— Start of PASSAGE SHOWN —
Pumpkinification
robinlandseadel at comcast.net
robinlandseadel at comcast.net
Tue Nov 27 12:02:12 CST 2007
"Neither Fur Nor Favor!"
And a one and a two. . . .
YOU AIN'T NUTHIN' BUT A HOUND DAWG!!!
The only extant Menippean Satire swings into
action in this old English Translation on page 132:
SENECA'S "APOCOLOCYNTOSIS"
I wish to record an occurrence which took place
in heaven on the third day before the Ides of October,
in the new year which began our fortunate
era. I am not going to be diverted by either fear
or favor! I shall Tell the unvarnished truth. If
anybody asks me where I got my information,
I say at once, I'll not answer if I don't want to.
Who is going to make me ? I know I have been
free to do as I like since the day when he died who
had made the proverb true: One must be born
either king or fool. If I please to answer, I shall
say what comes to my tongue. Who ever demanded
affidavits from an historian ? Still, if I
must produce my authority, apply to the man who
saw Drusilla going heavenward; he will say he
saw Claudius limping along in the same direction.
Willy-nilly, he has to see everything that happens
in heaven; for he is the superintendent of the
Appian road, by which you know both the divine
Augustus and Tiberius Caesar went to join the
gods. If you ask this man he will tell you privately ;
in presence of more than one he'll never
speak a word. For since the day when he took
oath in the Senate that he had seen Drusilla going
up to heaven and in return for such good news nobody
believed him, he has declared in so many
words that he'll not testify about anything, not
even if he should see a man murdered in the
middle of the Forum. What I have heard from
him, then, I state positively and plainly, so help
him!
— End of PASSAGE SHOWN —
SET TASK 1: Condense the paragraph of the Seneca passage that opens with "I wish to record an occurrence" into a short paragraph, keeping its main facts.
— Start of EXCERPTED DATA —
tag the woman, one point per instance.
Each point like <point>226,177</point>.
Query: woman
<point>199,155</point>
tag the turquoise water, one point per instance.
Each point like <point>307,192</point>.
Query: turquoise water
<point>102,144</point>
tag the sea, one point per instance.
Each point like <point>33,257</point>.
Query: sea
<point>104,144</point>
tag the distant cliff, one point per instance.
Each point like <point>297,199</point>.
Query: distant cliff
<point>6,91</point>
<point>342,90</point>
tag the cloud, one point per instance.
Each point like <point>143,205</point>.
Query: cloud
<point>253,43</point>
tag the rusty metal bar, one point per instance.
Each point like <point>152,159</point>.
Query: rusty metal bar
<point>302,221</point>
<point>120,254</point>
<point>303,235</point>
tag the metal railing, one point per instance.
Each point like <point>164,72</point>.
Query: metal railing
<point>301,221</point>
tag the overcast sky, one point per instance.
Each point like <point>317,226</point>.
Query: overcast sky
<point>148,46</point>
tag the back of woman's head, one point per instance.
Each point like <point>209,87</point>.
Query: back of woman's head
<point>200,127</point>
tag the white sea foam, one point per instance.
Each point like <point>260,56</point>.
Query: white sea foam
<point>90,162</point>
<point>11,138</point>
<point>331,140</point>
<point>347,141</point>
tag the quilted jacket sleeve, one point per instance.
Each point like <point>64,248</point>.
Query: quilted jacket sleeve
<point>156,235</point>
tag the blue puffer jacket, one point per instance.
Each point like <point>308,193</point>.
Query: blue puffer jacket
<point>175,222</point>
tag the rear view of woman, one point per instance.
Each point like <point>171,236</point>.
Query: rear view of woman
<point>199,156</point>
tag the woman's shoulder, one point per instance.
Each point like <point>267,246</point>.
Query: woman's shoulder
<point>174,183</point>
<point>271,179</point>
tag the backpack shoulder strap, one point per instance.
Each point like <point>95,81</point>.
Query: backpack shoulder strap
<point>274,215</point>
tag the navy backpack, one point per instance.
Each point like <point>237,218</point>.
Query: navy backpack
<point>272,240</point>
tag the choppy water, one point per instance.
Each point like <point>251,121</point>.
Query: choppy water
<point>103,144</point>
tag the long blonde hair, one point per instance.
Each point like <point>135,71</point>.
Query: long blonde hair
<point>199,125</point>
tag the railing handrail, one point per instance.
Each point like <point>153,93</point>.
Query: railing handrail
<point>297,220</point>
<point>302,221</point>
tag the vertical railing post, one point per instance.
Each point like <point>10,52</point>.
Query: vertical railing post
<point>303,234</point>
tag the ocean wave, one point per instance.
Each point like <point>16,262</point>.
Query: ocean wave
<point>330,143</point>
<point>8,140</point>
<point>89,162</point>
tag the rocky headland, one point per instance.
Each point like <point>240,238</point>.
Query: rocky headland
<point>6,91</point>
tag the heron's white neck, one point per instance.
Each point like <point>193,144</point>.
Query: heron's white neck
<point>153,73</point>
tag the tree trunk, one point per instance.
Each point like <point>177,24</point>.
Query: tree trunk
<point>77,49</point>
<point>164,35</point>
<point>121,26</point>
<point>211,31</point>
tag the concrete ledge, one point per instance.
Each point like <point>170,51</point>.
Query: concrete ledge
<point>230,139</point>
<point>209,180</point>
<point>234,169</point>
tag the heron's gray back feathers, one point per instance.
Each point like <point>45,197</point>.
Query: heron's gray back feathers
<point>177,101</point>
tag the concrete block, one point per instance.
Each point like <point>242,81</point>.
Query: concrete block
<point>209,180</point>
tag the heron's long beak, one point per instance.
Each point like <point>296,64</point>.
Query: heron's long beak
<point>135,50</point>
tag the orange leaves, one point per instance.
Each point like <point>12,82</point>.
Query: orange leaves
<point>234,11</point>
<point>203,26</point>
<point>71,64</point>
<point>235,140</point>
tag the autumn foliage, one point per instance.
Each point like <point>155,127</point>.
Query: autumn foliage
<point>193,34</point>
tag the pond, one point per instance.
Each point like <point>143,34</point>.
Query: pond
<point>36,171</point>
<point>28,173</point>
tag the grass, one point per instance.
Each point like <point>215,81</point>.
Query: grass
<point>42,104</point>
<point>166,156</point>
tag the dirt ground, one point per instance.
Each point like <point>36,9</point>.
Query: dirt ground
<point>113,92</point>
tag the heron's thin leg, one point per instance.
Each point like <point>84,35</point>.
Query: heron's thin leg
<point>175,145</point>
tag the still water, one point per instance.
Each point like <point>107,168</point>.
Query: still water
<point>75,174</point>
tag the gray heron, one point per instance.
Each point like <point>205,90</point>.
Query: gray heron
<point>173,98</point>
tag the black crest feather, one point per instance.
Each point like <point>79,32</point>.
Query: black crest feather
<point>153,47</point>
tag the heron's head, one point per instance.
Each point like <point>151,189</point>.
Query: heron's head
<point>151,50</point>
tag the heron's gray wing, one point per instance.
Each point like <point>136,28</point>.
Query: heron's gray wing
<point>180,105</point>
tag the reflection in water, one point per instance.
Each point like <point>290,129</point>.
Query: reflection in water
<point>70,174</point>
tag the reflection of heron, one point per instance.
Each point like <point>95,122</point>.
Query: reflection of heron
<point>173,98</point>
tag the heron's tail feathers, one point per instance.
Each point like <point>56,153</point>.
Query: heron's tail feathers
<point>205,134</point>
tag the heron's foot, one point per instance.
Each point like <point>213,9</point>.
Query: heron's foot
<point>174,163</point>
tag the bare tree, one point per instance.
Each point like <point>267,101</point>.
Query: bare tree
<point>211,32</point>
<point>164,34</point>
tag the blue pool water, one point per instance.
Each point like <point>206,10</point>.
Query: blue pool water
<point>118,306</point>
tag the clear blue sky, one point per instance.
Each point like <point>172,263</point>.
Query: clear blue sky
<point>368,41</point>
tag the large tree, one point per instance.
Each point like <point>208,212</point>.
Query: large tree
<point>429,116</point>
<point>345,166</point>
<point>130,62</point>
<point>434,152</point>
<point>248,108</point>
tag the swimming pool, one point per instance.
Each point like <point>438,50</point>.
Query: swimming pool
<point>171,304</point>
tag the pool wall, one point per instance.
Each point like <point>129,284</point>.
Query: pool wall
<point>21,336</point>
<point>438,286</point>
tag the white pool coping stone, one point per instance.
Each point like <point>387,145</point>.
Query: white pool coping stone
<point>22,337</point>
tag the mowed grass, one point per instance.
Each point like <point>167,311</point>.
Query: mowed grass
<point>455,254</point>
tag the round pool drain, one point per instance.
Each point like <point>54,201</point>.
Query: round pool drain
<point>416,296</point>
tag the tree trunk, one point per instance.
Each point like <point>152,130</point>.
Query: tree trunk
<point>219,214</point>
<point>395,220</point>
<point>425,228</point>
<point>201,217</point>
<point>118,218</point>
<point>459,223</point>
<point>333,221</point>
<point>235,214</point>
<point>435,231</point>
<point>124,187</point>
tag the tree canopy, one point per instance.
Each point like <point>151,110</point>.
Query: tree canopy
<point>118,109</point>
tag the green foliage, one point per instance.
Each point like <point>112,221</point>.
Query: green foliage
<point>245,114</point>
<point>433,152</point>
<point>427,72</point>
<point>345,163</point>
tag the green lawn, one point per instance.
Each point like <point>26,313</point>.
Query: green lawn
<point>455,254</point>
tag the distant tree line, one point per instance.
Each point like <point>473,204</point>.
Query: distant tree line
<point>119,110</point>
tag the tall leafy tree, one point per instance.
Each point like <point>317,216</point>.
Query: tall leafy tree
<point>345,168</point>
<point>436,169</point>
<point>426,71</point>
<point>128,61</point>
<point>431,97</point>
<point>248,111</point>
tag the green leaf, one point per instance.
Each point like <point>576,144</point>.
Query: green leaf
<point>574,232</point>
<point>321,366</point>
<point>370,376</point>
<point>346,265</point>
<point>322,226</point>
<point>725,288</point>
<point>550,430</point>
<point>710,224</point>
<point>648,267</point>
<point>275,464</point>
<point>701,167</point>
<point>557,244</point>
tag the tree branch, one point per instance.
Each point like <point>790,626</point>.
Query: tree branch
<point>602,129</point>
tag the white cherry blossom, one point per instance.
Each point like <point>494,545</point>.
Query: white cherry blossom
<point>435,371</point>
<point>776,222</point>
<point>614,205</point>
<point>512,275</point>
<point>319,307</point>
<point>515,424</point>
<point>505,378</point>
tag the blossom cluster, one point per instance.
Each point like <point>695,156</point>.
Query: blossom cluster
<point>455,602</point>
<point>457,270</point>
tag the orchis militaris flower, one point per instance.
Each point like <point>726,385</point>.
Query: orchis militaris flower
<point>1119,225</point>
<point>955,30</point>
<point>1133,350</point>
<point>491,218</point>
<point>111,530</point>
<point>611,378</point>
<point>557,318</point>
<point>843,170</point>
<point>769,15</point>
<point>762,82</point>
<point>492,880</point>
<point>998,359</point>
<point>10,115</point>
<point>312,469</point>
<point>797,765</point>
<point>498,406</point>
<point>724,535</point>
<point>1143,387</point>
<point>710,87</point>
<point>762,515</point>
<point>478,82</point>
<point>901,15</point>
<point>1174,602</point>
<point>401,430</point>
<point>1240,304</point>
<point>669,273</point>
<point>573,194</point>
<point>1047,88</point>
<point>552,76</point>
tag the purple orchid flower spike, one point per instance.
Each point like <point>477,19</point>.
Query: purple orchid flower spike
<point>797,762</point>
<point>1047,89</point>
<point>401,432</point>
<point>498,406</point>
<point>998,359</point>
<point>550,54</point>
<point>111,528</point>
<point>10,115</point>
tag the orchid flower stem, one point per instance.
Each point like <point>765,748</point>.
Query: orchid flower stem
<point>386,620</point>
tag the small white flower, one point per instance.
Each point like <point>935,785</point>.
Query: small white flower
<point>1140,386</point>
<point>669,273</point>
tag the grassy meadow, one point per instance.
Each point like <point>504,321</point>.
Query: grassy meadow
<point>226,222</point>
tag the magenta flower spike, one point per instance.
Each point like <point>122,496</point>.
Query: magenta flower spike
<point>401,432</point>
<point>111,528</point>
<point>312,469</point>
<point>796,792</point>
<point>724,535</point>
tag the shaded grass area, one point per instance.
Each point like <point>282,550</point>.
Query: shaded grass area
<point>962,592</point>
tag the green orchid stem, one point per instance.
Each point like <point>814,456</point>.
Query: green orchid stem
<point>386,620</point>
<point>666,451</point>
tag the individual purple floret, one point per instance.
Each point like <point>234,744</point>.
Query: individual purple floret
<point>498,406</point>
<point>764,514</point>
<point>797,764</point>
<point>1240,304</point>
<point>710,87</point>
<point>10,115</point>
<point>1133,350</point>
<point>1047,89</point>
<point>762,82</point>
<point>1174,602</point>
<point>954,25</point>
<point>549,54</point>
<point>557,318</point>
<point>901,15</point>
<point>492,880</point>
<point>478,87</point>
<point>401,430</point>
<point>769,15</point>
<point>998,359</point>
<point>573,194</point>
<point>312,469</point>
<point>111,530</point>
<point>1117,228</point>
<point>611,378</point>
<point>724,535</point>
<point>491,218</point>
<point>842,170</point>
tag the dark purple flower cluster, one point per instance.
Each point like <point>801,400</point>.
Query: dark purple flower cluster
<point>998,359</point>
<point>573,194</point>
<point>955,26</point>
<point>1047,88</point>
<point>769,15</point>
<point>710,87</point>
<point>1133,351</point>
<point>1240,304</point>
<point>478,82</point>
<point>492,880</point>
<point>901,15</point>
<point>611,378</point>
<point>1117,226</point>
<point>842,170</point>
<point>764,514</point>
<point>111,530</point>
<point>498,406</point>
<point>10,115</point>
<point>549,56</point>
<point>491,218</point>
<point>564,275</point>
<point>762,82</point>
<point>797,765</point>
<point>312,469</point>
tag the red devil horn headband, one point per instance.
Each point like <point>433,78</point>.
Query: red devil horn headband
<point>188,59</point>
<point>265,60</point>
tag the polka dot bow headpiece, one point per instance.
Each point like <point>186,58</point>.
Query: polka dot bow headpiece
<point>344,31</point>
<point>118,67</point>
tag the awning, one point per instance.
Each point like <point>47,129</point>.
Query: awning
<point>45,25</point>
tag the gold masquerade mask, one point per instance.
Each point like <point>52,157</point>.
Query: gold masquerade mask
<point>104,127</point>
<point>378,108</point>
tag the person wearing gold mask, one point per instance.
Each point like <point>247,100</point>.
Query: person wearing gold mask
— End of EXCERPTED DATA —
SET TASK 2: In the records, update the part that opens with the line containing "tag the heron's gray back" and closes with the line containing "<point>151,50</point>" by replacing "dirt ground" with "muddy ground", leaving everything else unchanged. Give only those lines.

WRITTEN SOLUTION 1: The narrator reports, truthfully and without fear or favor, an event in heaven on the third day before the Ides of October, in the new year that began a fortunate era. The narrator has been free to do as they like since the death of the one who proved that one must be born either king or fool, and owes no one an account of sources. If pressed, the narrator points to the superintendent of the Appian road, the route by which Augustus and Tiberius Caesar joined the gods. He saw Drusilla going to heaven and would say he saw Claudius limping the same way. Because nobody believed his sworn statement in the Senate about Drusilla, he speaks only in private and refuses to testify about anything, even a murder in the middle of the Forum. The narrator states what was heard from him as plain fact.

WRITTEN SOLUTION 2:
tag the heron's gray back feathers, one point per instance.
Each point like <point>45,197</point>.
Query: heron's gray back feathers
<point>177,101</point>
tag the concrete block, one point per instance.
Each point like <point>242,81</point>.
Query: concrete block
<point>209,180</point>
tag the heron's long beak, one point per instance.
Each point like <point>296,64</point>.
Query: heron's long beak
<point>135,50</point>
tag the orange leaves, one point per instance.
Each point like <point>12,82</point>.
Query: orange leaves
<point>234,11</point>
<point>203,26</point>
<point>71,64</point>
<point>235,140</point>
tag the autumn foliage, one point per instance.
Each point like <point>155,127</point>.
Query: autumn foliage
<point>193,34</point>
tag the pond, one point per instance.
Each point like <point>143,34</point>.
Query: pond
<point>36,171</point>
<point>28,173</point>
tag the grass, one point per instance.
Each point like <point>215,81</point>.
Query: grass
<point>42,104</point>
<point>166,156</point>
tag the muddy ground, one point per instance.
Each point like <point>36,9</point>.
Query: muddy ground
<point>113,92</point>
tag the heron's thin leg, one point per instance.
Each point like <point>84,35</point>.
Query: heron's thin leg
<point>175,145</point>
tag the still water, one point per instance.
Each point like <point>107,168</point>.
Query: still water
<point>75,174</point>
tag the gray heron, one point per instance.
Each point like <point>205,90</point>.
Query: gray heron
<point>173,98</point>
tag the black crest feather, one point per instance.
Each point like <point>79,32</point>.
Query: black crest feather
<point>153,47</point>
tag the heron's head, one point per instance.
Each point like <point>151,189</point>.
Query: heron's head
<point>151,50</point>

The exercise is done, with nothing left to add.